■ Input for this task ■
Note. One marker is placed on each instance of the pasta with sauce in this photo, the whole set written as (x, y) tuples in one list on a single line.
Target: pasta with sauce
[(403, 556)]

--

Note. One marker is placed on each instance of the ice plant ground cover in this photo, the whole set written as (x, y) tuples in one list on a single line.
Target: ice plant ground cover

■ What you have to do ■
Quote the listing above, but only from the line that shows "Note. One marker is placed on each instance of the ice" through the line that shows "Target: ice plant ground cover".

■ Exercise answer ■
Note. One marker is placed on each instance of the ice plant ground cover in this photo, the whole set written as (x, y) tuples in one list on a single line.
Target: ice plant ground cover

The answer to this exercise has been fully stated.